**What is needed**
Only the lines from the one containing "the distant hill" to the end of the records belong in the output; print them exactly.

**Records shown**

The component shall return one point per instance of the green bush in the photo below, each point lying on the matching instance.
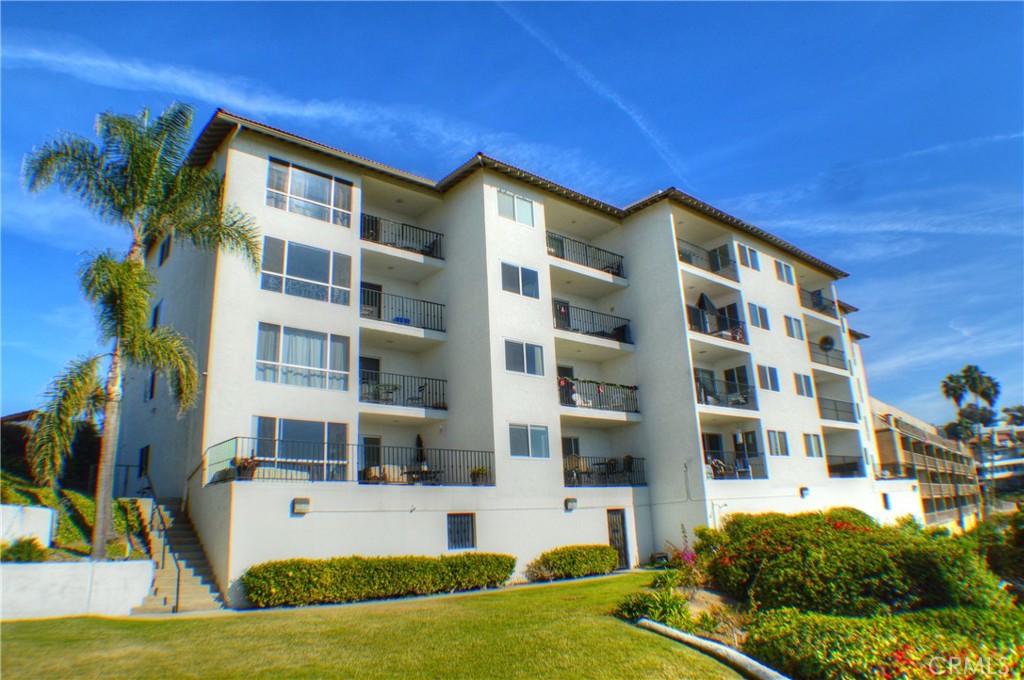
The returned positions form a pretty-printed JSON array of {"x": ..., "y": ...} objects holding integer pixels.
[
  {"x": 299, "y": 582},
  {"x": 812, "y": 646},
  {"x": 24, "y": 550},
  {"x": 572, "y": 562},
  {"x": 664, "y": 605}
]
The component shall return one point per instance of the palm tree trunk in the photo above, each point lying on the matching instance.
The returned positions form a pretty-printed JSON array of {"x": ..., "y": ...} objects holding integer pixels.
[{"x": 102, "y": 528}]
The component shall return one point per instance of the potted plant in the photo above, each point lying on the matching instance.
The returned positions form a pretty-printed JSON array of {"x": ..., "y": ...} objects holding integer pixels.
[
  {"x": 478, "y": 475},
  {"x": 245, "y": 467}
]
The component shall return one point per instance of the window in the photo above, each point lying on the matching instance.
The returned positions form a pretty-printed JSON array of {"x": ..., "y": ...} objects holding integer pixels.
[
  {"x": 304, "y": 271},
  {"x": 309, "y": 193},
  {"x": 523, "y": 357},
  {"x": 165, "y": 250},
  {"x": 778, "y": 443},
  {"x": 759, "y": 315},
  {"x": 768, "y": 378},
  {"x": 805, "y": 387},
  {"x": 783, "y": 272},
  {"x": 306, "y": 358},
  {"x": 528, "y": 440},
  {"x": 794, "y": 328},
  {"x": 515, "y": 207},
  {"x": 462, "y": 530},
  {"x": 151, "y": 387},
  {"x": 520, "y": 281},
  {"x": 749, "y": 257},
  {"x": 812, "y": 445}
]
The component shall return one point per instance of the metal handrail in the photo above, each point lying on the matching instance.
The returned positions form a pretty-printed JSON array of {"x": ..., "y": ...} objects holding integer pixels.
[
  {"x": 157, "y": 512},
  {"x": 583, "y": 253}
]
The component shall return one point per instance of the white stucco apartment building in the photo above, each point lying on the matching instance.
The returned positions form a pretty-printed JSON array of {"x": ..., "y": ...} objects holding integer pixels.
[{"x": 492, "y": 362}]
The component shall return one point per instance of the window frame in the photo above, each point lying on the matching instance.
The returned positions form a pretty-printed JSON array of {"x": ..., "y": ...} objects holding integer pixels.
[
  {"x": 520, "y": 283},
  {"x": 330, "y": 206},
  {"x": 461, "y": 532},
  {"x": 329, "y": 374},
  {"x": 516, "y": 199},
  {"x": 344, "y": 293},
  {"x": 530, "y": 430},
  {"x": 525, "y": 357}
]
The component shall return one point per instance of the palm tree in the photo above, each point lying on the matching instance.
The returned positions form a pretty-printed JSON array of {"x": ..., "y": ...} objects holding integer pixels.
[{"x": 135, "y": 179}]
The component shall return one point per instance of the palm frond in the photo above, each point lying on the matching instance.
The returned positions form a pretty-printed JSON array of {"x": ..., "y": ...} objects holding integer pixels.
[
  {"x": 166, "y": 350},
  {"x": 75, "y": 394},
  {"x": 121, "y": 291}
]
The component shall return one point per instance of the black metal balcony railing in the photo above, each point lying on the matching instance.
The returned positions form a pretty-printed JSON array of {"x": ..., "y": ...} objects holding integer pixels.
[
  {"x": 409, "y": 465},
  {"x": 587, "y": 322},
  {"x": 835, "y": 410},
  {"x": 583, "y": 253},
  {"x": 719, "y": 326},
  {"x": 722, "y": 393},
  {"x": 406, "y": 237},
  {"x": 280, "y": 460},
  {"x": 603, "y": 471},
  {"x": 394, "y": 389},
  {"x": 895, "y": 471},
  {"x": 834, "y": 357},
  {"x": 397, "y": 309},
  {"x": 710, "y": 260},
  {"x": 734, "y": 465},
  {"x": 594, "y": 394},
  {"x": 845, "y": 466},
  {"x": 817, "y": 301}
]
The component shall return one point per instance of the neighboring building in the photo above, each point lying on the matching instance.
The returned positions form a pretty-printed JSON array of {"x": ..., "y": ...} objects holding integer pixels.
[
  {"x": 910, "y": 449},
  {"x": 492, "y": 362},
  {"x": 1000, "y": 462}
]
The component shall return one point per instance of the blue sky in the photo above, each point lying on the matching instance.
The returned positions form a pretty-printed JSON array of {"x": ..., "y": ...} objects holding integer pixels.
[{"x": 887, "y": 138}]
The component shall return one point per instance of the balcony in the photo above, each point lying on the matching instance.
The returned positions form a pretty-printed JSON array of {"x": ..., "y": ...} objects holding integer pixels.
[
  {"x": 706, "y": 259},
  {"x": 577, "y": 320},
  {"x": 835, "y": 410},
  {"x": 582, "y": 393},
  {"x": 833, "y": 357},
  {"x": 722, "y": 393},
  {"x": 251, "y": 459},
  {"x": 403, "y": 237},
  {"x": 718, "y": 326},
  {"x": 734, "y": 465},
  {"x": 402, "y": 310},
  {"x": 397, "y": 390},
  {"x": 816, "y": 301},
  {"x": 579, "y": 252},
  {"x": 603, "y": 471}
]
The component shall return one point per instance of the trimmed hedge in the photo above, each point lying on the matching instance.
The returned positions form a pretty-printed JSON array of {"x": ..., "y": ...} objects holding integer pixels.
[
  {"x": 572, "y": 562},
  {"x": 840, "y": 562},
  {"x": 299, "y": 582},
  {"x": 813, "y": 646}
]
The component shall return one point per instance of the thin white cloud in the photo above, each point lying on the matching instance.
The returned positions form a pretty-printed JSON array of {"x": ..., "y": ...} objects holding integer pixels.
[
  {"x": 600, "y": 88},
  {"x": 452, "y": 138}
]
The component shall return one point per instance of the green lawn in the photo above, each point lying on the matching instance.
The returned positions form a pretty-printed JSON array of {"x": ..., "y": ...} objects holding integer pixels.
[{"x": 561, "y": 631}]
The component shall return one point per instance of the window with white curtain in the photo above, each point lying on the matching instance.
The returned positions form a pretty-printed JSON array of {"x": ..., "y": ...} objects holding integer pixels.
[
  {"x": 309, "y": 193},
  {"x": 305, "y": 358}
]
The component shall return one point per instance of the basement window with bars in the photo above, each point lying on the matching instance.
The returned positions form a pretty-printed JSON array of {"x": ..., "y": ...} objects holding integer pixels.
[
  {"x": 308, "y": 193},
  {"x": 462, "y": 530}
]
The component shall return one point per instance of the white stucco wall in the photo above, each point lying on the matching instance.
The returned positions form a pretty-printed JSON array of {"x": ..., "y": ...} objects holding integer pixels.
[
  {"x": 49, "y": 590},
  {"x": 20, "y": 521}
]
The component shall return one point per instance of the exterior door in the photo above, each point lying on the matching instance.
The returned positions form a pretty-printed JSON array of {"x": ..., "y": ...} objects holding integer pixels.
[{"x": 616, "y": 537}]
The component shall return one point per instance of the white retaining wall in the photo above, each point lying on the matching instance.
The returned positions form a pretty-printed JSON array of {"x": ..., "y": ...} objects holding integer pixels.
[
  {"x": 50, "y": 590},
  {"x": 18, "y": 521}
]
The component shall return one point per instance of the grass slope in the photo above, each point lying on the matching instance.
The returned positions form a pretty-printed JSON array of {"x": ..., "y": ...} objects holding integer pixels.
[
  {"x": 76, "y": 512},
  {"x": 560, "y": 631}
]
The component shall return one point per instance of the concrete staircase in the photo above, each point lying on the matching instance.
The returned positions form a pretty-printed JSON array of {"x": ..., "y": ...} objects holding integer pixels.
[{"x": 198, "y": 589}]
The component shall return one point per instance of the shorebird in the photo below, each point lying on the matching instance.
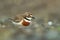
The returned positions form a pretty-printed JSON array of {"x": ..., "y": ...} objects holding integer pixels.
[{"x": 22, "y": 19}]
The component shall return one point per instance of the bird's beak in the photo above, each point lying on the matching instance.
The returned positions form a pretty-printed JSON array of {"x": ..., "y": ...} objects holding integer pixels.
[{"x": 33, "y": 17}]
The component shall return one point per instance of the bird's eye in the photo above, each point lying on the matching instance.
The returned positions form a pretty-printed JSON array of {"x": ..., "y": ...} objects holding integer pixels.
[{"x": 17, "y": 21}]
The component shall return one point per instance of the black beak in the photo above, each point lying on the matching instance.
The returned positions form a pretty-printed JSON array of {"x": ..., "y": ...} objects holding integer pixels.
[{"x": 33, "y": 17}]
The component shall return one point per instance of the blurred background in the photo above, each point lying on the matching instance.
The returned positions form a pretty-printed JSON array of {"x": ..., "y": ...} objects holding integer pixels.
[{"x": 46, "y": 26}]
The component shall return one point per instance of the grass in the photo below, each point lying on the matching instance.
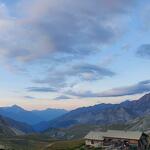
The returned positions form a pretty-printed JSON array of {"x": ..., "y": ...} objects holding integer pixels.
[
  {"x": 66, "y": 145},
  {"x": 30, "y": 142}
]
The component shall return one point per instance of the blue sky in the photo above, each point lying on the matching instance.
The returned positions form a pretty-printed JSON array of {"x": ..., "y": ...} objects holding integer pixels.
[{"x": 68, "y": 54}]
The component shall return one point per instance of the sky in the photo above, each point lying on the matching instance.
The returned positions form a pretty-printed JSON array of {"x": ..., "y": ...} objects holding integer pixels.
[{"x": 69, "y": 54}]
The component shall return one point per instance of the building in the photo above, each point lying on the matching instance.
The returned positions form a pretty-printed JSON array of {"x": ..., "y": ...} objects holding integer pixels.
[{"x": 117, "y": 138}]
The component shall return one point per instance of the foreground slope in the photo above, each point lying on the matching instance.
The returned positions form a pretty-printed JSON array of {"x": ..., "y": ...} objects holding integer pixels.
[{"x": 9, "y": 127}]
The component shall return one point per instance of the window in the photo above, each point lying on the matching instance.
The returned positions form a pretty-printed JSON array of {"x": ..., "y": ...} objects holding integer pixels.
[{"x": 92, "y": 142}]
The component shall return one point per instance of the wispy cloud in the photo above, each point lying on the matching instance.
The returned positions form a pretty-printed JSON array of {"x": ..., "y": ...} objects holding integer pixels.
[
  {"x": 84, "y": 72},
  {"x": 144, "y": 51},
  {"x": 62, "y": 97},
  {"x": 41, "y": 89},
  {"x": 45, "y": 29},
  {"x": 29, "y": 97},
  {"x": 141, "y": 87}
]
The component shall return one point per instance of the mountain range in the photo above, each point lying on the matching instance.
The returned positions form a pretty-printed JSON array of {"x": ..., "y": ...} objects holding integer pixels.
[
  {"x": 132, "y": 115},
  {"x": 30, "y": 117},
  {"x": 105, "y": 114}
]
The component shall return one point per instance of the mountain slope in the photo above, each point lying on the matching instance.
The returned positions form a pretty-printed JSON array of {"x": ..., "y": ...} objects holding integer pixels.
[
  {"x": 9, "y": 127},
  {"x": 104, "y": 114},
  {"x": 30, "y": 117}
]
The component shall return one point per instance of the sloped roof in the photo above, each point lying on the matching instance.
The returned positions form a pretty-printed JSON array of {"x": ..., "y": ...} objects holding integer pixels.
[
  {"x": 114, "y": 134},
  {"x": 123, "y": 134},
  {"x": 94, "y": 136}
]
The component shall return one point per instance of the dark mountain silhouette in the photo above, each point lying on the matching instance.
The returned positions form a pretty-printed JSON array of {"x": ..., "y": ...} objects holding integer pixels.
[
  {"x": 104, "y": 114},
  {"x": 30, "y": 117}
]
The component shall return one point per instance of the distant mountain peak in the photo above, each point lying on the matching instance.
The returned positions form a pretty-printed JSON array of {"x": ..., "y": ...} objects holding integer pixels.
[{"x": 16, "y": 107}]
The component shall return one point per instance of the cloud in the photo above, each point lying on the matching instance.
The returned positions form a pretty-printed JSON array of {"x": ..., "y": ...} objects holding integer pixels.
[
  {"x": 141, "y": 87},
  {"x": 41, "y": 89},
  {"x": 29, "y": 97},
  {"x": 82, "y": 72},
  {"x": 62, "y": 97},
  {"x": 47, "y": 29},
  {"x": 144, "y": 51}
]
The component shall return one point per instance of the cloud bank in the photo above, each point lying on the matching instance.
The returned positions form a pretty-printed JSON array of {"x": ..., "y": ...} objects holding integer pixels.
[{"x": 139, "y": 88}]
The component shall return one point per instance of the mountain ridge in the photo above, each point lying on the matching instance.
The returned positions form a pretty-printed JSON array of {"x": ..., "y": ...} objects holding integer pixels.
[{"x": 105, "y": 113}]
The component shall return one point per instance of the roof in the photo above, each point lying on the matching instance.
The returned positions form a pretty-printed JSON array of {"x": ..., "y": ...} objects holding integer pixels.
[
  {"x": 114, "y": 134},
  {"x": 94, "y": 136}
]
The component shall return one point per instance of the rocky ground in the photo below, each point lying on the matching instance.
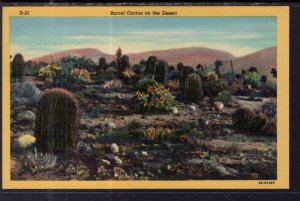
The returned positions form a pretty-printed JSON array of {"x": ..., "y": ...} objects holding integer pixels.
[{"x": 113, "y": 147}]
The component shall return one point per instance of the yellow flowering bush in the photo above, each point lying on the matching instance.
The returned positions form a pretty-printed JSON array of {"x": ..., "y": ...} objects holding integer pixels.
[
  {"x": 112, "y": 85},
  {"x": 157, "y": 133},
  {"x": 128, "y": 74},
  {"x": 212, "y": 76},
  {"x": 173, "y": 84},
  {"x": 50, "y": 71},
  {"x": 81, "y": 74},
  {"x": 157, "y": 98}
]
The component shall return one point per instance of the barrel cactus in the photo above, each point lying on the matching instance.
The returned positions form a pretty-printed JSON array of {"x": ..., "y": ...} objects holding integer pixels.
[
  {"x": 17, "y": 67},
  {"x": 193, "y": 88},
  {"x": 57, "y": 121},
  {"x": 184, "y": 74}
]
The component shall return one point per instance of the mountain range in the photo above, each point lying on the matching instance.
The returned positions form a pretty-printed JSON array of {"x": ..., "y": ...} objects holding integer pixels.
[{"x": 264, "y": 60}]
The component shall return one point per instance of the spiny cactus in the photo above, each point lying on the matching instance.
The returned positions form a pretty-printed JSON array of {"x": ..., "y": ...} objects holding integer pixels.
[
  {"x": 161, "y": 72},
  {"x": 57, "y": 121},
  {"x": 17, "y": 67},
  {"x": 184, "y": 74},
  {"x": 151, "y": 64},
  {"x": 193, "y": 88},
  {"x": 246, "y": 119}
]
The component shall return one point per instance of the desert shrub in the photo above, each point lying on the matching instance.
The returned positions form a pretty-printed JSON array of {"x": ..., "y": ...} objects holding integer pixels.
[
  {"x": 269, "y": 108},
  {"x": 223, "y": 96},
  {"x": 213, "y": 88},
  {"x": 271, "y": 128},
  {"x": 252, "y": 78},
  {"x": 133, "y": 125},
  {"x": 161, "y": 72},
  {"x": 38, "y": 161},
  {"x": 112, "y": 86},
  {"x": 173, "y": 85},
  {"x": 157, "y": 133},
  {"x": 81, "y": 75},
  {"x": 246, "y": 119},
  {"x": 193, "y": 88},
  {"x": 50, "y": 71},
  {"x": 17, "y": 67},
  {"x": 91, "y": 94},
  {"x": 102, "y": 77},
  {"x": 57, "y": 121},
  {"x": 25, "y": 93},
  {"x": 156, "y": 99},
  {"x": 184, "y": 74},
  {"x": 142, "y": 85}
]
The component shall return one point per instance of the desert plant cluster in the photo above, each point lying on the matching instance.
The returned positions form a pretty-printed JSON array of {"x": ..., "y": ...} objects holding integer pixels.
[{"x": 113, "y": 120}]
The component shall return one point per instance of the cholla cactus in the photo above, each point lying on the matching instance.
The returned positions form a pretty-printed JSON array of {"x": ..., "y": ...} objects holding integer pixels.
[
  {"x": 193, "y": 88},
  {"x": 81, "y": 74}
]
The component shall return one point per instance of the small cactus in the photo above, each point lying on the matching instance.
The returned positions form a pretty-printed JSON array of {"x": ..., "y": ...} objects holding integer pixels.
[
  {"x": 161, "y": 72},
  {"x": 246, "y": 119},
  {"x": 184, "y": 74},
  {"x": 17, "y": 67},
  {"x": 57, "y": 121},
  {"x": 193, "y": 88}
]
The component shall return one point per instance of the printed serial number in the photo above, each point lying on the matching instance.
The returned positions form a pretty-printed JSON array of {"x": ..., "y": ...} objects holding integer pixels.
[
  {"x": 266, "y": 182},
  {"x": 26, "y": 12}
]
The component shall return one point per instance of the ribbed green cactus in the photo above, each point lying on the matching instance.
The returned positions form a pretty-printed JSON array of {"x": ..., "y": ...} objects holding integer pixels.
[
  {"x": 17, "y": 67},
  {"x": 193, "y": 88},
  {"x": 184, "y": 74},
  {"x": 151, "y": 64},
  {"x": 161, "y": 72},
  {"x": 57, "y": 121}
]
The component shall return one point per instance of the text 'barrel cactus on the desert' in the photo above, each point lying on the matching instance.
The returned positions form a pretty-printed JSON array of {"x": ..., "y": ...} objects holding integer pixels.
[
  {"x": 57, "y": 121},
  {"x": 193, "y": 88}
]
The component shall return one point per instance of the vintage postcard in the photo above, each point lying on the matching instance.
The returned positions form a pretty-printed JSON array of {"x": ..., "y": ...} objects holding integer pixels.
[{"x": 129, "y": 97}]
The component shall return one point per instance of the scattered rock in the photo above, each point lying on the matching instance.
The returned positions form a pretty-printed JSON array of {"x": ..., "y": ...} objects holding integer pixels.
[
  {"x": 120, "y": 96},
  {"x": 27, "y": 116},
  {"x": 114, "y": 148},
  {"x": 105, "y": 162},
  {"x": 213, "y": 167},
  {"x": 144, "y": 154},
  {"x": 84, "y": 149},
  {"x": 24, "y": 142},
  {"x": 119, "y": 173},
  {"x": 118, "y": 160},
  {"x": 192, "y": 107},
  {"x": 219, "y": 105},
  {"x": 174, "y": 110}
]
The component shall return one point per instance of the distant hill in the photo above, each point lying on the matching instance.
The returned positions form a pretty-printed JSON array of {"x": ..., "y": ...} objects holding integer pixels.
[
  {"x": 264, "y": 60},
  {"x": 92, "y": 53},
  {"x": 188, "y": 56}
]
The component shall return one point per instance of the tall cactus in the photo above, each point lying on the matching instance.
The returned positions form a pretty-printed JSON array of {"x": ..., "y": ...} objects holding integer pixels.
[
  {"x": 17, "y": 67},
  {"x": 151, "y": 64},
  {"x": 161, "y": 72},
  {"x": 184, "y": 74},
  {"x": 193, "y": 88},
  {"x": 57, "y": 121}
]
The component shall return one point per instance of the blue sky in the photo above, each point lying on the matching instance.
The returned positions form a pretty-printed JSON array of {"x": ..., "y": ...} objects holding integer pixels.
[{"x": 35, "y": 37}]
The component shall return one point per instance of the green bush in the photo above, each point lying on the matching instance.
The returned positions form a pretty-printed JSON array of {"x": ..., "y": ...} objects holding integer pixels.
[
  {"x": 193, "y": 88},
  {"x": 156, "y": 99},
  {"x": 223, "y": 96},
  {"x": 252, "y": 78},
  {"x": 142, "y": 85},
  {"x": 246, "y": 119}
]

**The reply**
The component shall return one point per instance of the distant hill in the photo above, each point lying on the matching instance.
The returned positions form a pretty-printed JSON array of {"x": ..., "y": ...} objects holding integer pixels.
[
  {"x": 264, "y": 60},
  {"x": 92, "y": 53},
  {"x": 188, "y": 56}
]
The component shall return one point per instance of the tall cactus in the photo above, each point lying on the matching instance.
The returned positions form a pretty-printed JSON array of {"x": ..., "y": ...} objects holding integer pixels.
[
  {"x": 17, "y": 67},
  {"x": 151, "y": 64},
  {"x": 161, "y": 72},
  {"x": 184, "y": 74},
  {"x": 193, "y": 88},
  {"x": 57, "y": 121}
]
The component shall return one point per instance of the blue sky in the photo above, each point lying on the matching instance.
The returned positions form a pretty-printed JSON array of {"x": ..., "y": ...} objects holding integer pixels.
[{"x": 35, "y": 37}]
The component shall return one point per instance of the green bush in the photo above, each point lying on the matching instance.
The returned positions form a pretty-printed JSON array of {"x": ..., "y": ...} objects holding integer pixels.
[
  {"x": 193, "y": 88},
  {"x": 156, "y": 99},
  {"x": 223, "y": 96},
  {"x": 252, "y": 78},
  {"x": 142, "y": 85},
  {"x": 246, "y": 119}
]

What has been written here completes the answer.